====== Provided records ======
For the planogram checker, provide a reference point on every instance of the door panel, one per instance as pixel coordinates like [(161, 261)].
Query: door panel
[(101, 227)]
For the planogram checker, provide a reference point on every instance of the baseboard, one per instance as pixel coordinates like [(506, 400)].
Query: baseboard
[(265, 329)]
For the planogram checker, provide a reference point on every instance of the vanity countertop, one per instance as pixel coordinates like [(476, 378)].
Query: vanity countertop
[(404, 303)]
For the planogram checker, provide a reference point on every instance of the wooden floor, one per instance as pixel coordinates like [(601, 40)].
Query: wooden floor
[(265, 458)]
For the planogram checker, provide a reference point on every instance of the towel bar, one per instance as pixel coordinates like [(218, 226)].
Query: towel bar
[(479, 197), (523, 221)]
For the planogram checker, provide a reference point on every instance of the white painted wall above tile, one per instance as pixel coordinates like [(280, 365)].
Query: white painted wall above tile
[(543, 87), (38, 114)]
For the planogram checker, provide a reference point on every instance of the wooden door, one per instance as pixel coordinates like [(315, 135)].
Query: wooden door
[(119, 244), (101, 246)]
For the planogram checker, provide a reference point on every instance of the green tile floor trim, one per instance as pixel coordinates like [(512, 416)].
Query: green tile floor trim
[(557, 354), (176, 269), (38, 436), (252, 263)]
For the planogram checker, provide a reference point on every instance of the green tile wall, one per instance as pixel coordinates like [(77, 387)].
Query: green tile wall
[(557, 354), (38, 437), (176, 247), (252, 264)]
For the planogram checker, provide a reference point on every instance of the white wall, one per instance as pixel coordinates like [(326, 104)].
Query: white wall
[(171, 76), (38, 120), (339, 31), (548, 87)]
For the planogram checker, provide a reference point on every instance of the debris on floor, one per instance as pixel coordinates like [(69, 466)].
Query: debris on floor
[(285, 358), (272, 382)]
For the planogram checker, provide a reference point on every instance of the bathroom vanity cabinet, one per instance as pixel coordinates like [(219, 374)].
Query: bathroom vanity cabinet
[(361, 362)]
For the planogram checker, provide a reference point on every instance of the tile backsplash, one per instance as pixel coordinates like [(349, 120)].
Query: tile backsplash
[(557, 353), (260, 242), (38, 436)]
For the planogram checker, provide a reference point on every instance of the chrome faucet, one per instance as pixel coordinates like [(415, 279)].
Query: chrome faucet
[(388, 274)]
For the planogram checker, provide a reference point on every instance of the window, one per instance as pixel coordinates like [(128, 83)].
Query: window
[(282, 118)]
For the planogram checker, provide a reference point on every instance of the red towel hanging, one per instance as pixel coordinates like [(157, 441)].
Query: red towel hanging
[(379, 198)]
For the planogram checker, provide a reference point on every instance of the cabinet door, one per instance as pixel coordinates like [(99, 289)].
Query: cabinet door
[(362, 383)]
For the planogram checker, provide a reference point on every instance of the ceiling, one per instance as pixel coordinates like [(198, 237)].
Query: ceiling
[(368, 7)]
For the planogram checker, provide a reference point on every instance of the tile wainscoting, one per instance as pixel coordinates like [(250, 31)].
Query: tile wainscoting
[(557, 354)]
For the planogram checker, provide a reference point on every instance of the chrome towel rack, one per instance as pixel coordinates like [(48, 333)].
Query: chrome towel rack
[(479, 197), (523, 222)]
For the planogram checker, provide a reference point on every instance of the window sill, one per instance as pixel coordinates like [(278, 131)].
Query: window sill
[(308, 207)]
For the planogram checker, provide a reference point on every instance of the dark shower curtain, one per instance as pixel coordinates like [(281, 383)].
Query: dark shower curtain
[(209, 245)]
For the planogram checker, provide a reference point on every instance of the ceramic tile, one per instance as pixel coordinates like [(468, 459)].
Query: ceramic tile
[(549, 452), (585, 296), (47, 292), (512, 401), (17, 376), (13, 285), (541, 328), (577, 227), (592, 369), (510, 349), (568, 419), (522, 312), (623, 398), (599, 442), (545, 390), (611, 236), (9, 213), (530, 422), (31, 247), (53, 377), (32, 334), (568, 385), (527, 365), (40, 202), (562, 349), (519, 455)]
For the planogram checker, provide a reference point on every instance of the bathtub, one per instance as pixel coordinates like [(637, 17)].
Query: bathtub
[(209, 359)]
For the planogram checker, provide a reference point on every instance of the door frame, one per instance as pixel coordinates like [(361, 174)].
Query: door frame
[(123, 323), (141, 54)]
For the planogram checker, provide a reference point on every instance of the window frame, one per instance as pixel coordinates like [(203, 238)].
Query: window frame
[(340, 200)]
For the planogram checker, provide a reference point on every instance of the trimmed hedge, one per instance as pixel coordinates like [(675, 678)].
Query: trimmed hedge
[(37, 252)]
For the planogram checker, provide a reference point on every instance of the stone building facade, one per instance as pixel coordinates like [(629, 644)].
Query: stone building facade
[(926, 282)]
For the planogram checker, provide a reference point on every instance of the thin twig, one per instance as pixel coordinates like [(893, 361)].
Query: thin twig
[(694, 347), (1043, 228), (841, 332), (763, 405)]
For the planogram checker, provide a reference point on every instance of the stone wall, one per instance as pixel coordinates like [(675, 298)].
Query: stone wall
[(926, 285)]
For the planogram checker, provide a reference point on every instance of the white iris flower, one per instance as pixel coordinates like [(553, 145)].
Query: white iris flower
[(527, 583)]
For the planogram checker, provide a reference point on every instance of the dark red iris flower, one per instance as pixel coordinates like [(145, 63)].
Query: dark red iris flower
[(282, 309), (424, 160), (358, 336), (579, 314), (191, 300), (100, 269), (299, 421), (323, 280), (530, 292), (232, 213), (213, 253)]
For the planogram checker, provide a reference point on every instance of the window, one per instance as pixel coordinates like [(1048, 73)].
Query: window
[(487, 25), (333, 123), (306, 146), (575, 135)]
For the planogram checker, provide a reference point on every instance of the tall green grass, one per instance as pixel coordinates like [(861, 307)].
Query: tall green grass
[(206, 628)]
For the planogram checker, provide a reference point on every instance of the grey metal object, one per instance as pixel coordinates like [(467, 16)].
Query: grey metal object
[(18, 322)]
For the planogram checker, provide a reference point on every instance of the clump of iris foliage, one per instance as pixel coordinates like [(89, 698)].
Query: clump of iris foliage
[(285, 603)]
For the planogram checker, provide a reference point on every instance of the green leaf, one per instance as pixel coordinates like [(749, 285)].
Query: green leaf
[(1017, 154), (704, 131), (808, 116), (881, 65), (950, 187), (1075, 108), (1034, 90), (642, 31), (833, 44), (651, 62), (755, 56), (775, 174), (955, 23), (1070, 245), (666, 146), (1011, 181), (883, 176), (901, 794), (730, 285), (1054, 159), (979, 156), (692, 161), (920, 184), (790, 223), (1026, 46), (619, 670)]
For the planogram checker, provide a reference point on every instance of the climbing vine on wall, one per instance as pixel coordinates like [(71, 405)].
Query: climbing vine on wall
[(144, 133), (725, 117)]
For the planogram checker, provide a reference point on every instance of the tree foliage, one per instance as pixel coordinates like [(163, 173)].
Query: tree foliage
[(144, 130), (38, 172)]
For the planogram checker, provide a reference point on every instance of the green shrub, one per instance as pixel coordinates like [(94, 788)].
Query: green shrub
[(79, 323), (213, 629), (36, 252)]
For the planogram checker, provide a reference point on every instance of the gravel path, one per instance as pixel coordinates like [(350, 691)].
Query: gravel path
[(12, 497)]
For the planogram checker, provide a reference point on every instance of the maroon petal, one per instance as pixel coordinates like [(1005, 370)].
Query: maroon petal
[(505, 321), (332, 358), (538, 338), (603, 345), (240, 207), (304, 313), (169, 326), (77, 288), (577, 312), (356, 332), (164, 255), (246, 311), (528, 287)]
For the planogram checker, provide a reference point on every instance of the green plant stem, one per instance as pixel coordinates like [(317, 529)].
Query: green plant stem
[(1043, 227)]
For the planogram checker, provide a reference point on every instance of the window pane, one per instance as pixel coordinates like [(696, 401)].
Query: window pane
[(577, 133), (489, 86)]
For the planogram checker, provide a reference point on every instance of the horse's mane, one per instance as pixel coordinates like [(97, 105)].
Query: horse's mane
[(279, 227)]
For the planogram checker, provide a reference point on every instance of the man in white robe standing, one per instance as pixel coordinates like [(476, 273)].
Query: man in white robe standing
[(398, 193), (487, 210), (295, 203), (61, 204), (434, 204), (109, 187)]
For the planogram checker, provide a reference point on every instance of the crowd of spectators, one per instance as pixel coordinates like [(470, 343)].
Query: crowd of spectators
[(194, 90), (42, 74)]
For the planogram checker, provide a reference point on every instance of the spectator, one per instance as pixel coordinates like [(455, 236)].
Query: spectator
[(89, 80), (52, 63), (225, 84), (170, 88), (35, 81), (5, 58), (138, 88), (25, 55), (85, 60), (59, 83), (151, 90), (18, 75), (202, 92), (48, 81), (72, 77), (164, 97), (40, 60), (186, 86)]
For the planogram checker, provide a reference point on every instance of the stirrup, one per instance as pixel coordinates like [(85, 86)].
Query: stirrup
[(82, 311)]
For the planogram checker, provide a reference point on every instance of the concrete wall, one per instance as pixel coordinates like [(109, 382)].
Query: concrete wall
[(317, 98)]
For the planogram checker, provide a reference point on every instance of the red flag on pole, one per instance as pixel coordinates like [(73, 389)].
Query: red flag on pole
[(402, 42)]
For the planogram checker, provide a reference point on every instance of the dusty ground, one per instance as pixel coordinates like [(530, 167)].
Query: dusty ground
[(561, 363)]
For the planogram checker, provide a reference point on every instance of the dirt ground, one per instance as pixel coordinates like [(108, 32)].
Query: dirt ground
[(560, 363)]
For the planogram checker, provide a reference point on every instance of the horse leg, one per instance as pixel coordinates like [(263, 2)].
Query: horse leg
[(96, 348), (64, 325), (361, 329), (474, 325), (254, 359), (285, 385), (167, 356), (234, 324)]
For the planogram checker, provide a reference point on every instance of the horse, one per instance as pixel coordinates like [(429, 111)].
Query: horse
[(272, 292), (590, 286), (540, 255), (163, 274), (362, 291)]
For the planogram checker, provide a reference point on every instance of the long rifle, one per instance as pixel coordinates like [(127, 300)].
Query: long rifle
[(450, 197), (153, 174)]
======
→ **What the exercise asks**
Reproduce exactly the line that holds "like [(85, 86)].", then every line after it, ending with the final line of the records above.

→ **Expected output**
For the planogram checker, provide a reference point on every instance of the stirrup, one per instance as pixel coordinates like [(85, 86)].
Query: stirrup
[(82, 311)]
For the planogram checker, provide a reference point on every instance of the concrete wall, one per instance as pixel coordinates like [(109, 382)].
Query: concrete wall
[(317, 98)]
For the planogram checker, provide a reference point on every instance of the red flag on pole, one per instance as pixel coordinates like [(73, 389)].
Query: red flag on pole
[(402, 42)]
For the planogram checker, provide a reference point on every instance of the dusty ground, one per instance as pixel coordinates like [(530, 167)].
Query: dusty ground
[(561, 363)]
For the planogram checker, provide a reference point on every instance of the dirt ground, one per instance as pixel coordinates like [(108, 32)].
Query: dirt ground
[(560, 363)]
For the planogram checker, provide a reference point on every instance of the horse leg, one per instance as pixel coordinates like [(263, 2)].
Query: horse leg
[(96, 348), (64, 325), (361, 329), (474, 325), (254, 359), (285, 385), (167, 356), (234, 324)]
For the planogram checker, provide a reference point on every instance of the horse, one per instance as pixel coordinates like [(429, 111)].
Query: horse
[(272, 292), (590, 286), (540, 255), (163, 274), (362, 291)]
For the planogram checker, provide a reference point on every instance of the long rifle, one per instance as pixel coordinates like [(127, 300)].
Query: long rifle
[(450, 197), (153, 174)]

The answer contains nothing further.